指示:
1. スイミングスクールについての文章で、スイミングスクールには週に何回通っていましたか。
2. 文字列「toiletry」を含むレコードの行数を、数だけで答えてください。大文字と小文字は区別します。

読む文章:
•••
スイミングスクールには、週に二回、少し高めのお金を払って通わせてもらっていました。(5,000円/月くらいかな…。)

決して裕福な家庭ではなかったのですが、母親が、何か集中できることを一つでも、ということで習わせてくれていました。

ですが、私は、コーチからのいじめが嫌で辞めたかった。

コーチからのいじめの内容は、泳いでいる最中に持ち上げられて、別のレーンに投げ飛ばされたり、泳いでる最中に海パンをずらされたり、今では問題になるレベルのことを毎回、毎回、当たり前のようにされていました。

投げ飛ばされたときにプールサイドに頭をぶつけて血が出たこともありました。

今思うと、お金を払ってあんなところに通っていたなんて、想像したくもないです。

逆にお金をもらっても行きたくないレベルでした。

丸顔ぞっと!?

そんな中にも希望が一つだけありました。

それは、月に1回の進級テスト。
•••
入力データ:
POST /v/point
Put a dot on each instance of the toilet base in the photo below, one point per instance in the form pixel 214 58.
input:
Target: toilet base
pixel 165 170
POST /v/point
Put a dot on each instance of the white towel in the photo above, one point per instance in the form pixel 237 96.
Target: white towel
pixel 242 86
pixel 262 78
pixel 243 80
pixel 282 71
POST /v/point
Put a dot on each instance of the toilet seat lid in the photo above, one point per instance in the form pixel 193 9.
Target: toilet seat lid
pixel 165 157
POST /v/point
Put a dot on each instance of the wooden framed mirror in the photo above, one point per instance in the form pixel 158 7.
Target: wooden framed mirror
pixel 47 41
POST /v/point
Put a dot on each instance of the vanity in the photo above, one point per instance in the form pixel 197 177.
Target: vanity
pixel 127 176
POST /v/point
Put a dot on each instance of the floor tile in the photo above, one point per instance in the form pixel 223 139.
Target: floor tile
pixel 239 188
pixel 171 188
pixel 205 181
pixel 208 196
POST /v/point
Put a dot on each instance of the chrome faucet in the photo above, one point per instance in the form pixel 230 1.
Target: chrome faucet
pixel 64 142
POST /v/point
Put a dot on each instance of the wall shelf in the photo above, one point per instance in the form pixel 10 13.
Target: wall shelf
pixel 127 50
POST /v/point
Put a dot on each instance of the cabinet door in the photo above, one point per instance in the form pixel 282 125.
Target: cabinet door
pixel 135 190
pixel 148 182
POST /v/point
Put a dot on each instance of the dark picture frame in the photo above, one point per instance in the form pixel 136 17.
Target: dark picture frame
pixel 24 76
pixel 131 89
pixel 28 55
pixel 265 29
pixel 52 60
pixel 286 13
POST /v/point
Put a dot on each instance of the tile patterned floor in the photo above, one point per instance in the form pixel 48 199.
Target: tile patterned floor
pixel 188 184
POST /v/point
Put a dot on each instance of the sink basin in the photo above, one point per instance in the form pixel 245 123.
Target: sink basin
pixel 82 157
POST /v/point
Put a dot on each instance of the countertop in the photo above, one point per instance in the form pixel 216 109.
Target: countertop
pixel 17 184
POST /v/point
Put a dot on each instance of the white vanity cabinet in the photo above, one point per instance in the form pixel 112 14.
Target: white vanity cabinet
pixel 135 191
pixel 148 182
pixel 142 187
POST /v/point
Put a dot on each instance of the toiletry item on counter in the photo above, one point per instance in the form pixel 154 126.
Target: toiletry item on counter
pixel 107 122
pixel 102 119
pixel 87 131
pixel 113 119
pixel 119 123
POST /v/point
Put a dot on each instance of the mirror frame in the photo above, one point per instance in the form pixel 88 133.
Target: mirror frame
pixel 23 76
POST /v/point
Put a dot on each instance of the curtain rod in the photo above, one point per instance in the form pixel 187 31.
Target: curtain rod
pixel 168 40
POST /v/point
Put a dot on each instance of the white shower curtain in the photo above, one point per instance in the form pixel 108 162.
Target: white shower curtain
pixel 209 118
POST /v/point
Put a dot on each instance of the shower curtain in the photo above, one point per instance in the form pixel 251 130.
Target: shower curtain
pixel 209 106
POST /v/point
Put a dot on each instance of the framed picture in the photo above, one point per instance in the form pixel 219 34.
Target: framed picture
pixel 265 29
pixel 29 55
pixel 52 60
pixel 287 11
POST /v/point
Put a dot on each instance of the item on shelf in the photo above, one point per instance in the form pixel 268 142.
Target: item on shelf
•••
回答:
1. 週に二回です。

2. 2